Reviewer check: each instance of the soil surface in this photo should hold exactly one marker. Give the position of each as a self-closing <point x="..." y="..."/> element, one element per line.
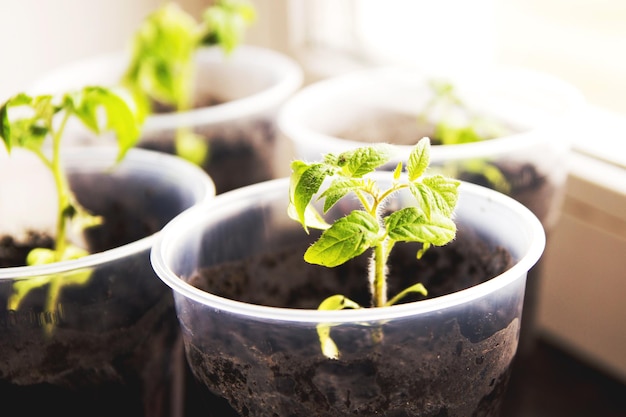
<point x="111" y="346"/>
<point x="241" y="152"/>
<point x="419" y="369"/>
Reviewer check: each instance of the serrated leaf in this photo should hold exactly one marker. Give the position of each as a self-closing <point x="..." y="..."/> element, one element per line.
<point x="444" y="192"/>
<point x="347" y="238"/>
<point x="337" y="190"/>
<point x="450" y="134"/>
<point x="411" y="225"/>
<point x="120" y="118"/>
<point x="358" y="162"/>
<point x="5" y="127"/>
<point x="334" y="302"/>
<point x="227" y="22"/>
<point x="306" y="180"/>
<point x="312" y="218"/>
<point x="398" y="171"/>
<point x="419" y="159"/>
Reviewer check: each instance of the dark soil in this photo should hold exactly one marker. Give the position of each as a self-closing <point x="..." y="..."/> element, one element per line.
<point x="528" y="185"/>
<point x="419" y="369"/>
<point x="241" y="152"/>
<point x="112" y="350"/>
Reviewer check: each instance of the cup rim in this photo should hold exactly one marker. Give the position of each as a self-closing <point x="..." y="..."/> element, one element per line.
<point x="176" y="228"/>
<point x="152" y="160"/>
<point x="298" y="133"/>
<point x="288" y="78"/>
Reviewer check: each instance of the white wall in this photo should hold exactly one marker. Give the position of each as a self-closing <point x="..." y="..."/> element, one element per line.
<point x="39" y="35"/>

--

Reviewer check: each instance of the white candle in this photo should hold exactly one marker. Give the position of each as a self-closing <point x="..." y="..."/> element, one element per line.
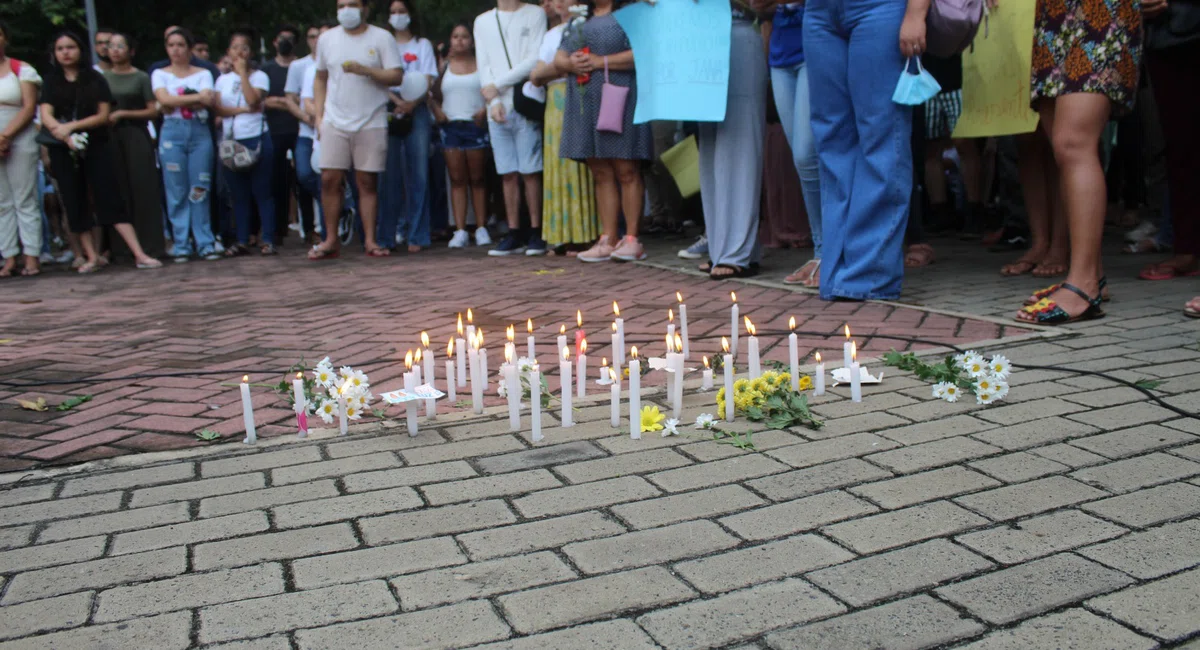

**Exercise requirements**:
Report every line of the listing above that contains the string "soil", treating uppercase and lowercase as different.

**Answer to this task**:
Reviewer check: each instance of the soil surface in this photo should hold exactly one marker. Give the position of each as a self-closing <point x="..." y="..."/> element, one element per line.
Reviewer check: each instance of the dark soil in this photo should hold exactly one marker. Give the position of each as a self-closing <point x="..." y="..."/> element, one element per line.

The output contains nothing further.